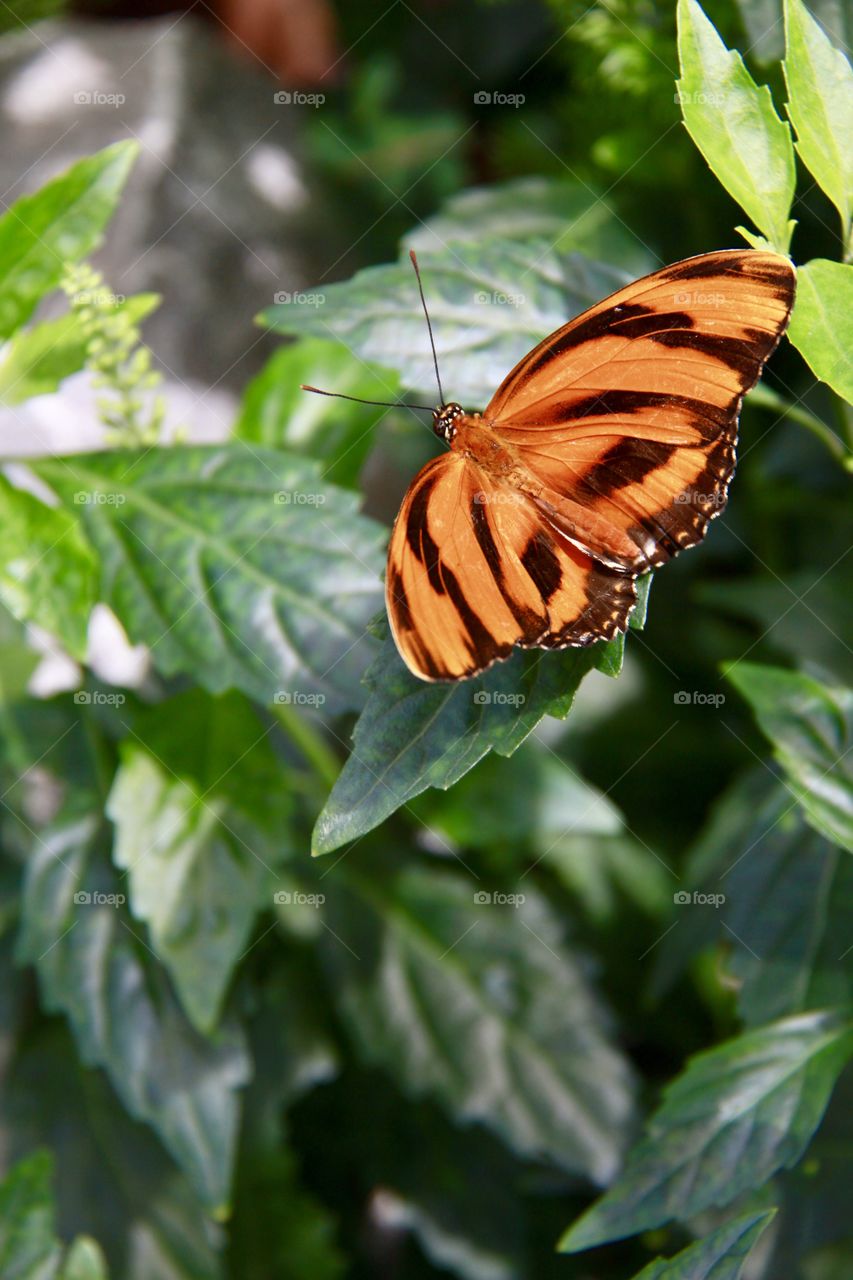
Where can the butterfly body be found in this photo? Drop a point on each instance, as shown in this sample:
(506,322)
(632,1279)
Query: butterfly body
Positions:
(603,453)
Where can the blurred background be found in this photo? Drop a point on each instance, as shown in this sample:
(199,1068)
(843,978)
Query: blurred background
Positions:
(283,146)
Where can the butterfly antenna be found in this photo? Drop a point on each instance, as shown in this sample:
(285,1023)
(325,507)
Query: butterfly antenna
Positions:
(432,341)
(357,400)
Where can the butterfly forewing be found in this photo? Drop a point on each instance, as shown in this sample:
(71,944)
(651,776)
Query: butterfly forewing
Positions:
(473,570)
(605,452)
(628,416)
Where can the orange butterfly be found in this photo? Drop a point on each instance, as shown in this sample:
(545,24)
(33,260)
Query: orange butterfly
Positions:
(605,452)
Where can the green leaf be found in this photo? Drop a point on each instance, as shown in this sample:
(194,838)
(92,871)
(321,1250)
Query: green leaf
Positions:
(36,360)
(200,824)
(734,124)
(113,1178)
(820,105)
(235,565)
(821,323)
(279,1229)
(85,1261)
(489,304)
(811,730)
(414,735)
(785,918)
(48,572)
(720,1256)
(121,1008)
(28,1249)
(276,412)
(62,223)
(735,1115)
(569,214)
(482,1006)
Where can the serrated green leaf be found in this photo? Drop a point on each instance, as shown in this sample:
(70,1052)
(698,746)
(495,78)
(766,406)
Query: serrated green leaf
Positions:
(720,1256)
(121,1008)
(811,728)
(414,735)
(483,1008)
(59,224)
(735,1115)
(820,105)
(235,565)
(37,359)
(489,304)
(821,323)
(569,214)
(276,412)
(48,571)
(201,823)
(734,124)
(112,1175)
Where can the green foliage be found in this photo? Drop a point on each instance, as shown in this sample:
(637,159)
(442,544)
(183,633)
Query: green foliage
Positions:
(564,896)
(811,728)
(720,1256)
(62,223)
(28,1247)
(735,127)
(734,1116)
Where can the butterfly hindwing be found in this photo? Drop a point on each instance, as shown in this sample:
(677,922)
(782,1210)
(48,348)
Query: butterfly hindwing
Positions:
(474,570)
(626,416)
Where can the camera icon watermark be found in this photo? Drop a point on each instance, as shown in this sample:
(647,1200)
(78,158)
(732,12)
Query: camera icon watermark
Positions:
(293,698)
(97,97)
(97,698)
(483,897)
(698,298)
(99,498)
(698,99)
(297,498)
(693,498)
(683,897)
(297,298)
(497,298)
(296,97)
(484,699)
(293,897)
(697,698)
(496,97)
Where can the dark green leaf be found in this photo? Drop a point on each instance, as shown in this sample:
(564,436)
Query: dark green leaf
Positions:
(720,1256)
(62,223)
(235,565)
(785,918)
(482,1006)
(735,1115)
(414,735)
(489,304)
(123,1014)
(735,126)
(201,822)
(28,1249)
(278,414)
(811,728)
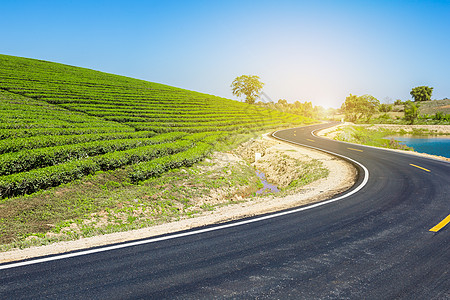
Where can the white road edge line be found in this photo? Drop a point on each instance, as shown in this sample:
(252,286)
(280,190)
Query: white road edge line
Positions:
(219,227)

::::

What you need to do: Write out every line of the records above as a numbered list, skipping any blank lines. Leave the pictures out.

Task output:
1. Where can the butterfly body be found in this photo? Drop a point on each instance, as shown in this sample:
2. (506,322)
3. (632,1279)
4. Query: butterfly body
5. Positions:
6. (603,453)
7. Where can the blurred background be found in this photo? Drop a point on each instance, as shown in this sample:
8. (199,1068)
9. (843,978)
10. Query: blurred background
11. Positions:
12. (283,146)
13. Where can the butterfly antenna be found in this photo? Drop a point on each instance, as shown in this sample:
14. (285,1023)
15. (325,507)
16. Query: butterfly antenna
17. Positions:
18. (432,341)
19. (357,400)
20. Where can the butterfly forewing be found in this photo? Drop a point on each instance, as shown in this sample:
21. (71,944)
22. (651,776)
23. Query: butterfly forewing
24. Positions:
25. (473,570)
26. (605,452)
27. (628,416)
28. Where can the orange butterfly be found in this photo? Drop a point on each instance, as shown in this sample:
29. (545,24)
30. (33,260)
31. Query: orange butterfly
32. Positions:
33. (605,452)
34. Where can the green leaf be found in this photo? Drop a point on each instance, as shown in this sample:
35. (194,838)
36. (92,871)
37. (321,1250)
38. Query: green leaf
39. Positions:
40. (36,360)
41. (200,824)
42. (734,124)
43. (113,1178)
44. (820,105)
45. (235,565)
46. (821,323)
47. (279,1229)
48. (85,1261)
49. (489,304)
50. (811,730)
51. (414,735)
52. (785,918)
53. (48,572)
54. (720,1256)
55. (121,1008)
56. (28,1249)
57. (276,412)
58. (62,223)
59. (735,1115)
60. (569,214)
61. (482,1006)
62. Where can the serrated green leaf be found in this photo? Drop a point on each instance, as shown in this sample:
63. (70,1052)
64. (698,746)
65. (495,78)
66. (766,406)
67. Query: serrated green leaf
68. Positions:
69. (720,1256)
70. (121,1008)
71. (811,728)
72. (414,735)
73. (483,1008)
74. (59,224)
75. (735,1115)
76. (820,105)
77. (235,565)
78. (37,359)
79. (489,304)
80. (821,323)
81. (569,214)
82. (276,412)
83. (48,571)
84. (201,823)
85. (734,124)
86. (112,1175)
87. Where can the green foliage be found in this photo? Drop a point on each instance, as shown in this sample:
88. (637,159)
89. (442,544)
90. (183,633)
91. Query: green foliage
92. Positions:
93. (564,896)
94. (811,728)
95. (720,1256)
96. (62,223)
97. (28,1247)
98. (735,127)
99. (734,1116)
100. Where can the butterfly hindwing be found in this photo? Drop a point on each instance, as shown in this sample:
101. (677,922)
102. (782,1210)
103. (48,348)
104. Query: butterfly hindwing
105. Positions:
106. (474,570)
107. (626,416)
108. Where can the camera icon watermark be found in this photo? Drop a point on each instance, as shown in this sample:
109. (647,1200)
110. (78,158)
111. (732,12)
112. Query: camera icon watermark
113. Positions:
114. (293,698)
115. (97,97)
116. (97,698)
117. (483,897)
118. (698,298)
119. (99,498)
120. (698,99)
121. (297,498)
122. (693,498)
123. (683,897)
124. (297,298)
125. (497,298)
126. (296,97)
127. (484,699)
128. (293,897)
129. (697,698)
130. (496,97)
131. Where can the dark green leaf be found in this photo? Drop a point on each instance, as shown in this sample:
132. (564,436)
133. Query: dark green leaf
134. Positions:
135. (720,1256)
136. (62,223)
137. (235,565)
138. (785,918)
139. (482,1006)
140. (735,1115)
141. (414,735)
142. (489,304)
143. (123,1014)
144. (735,126)
145. (201,822)
146. (28,1249)
147. (278,414)
148. (811,728)
149. Where can the white road edge line be found in this photo? Drop a point on each instance, as shown in this sample:
150. (252,286)
151. (280,190)
152. Query: white road edge line
153. Positions:
154. (219,227)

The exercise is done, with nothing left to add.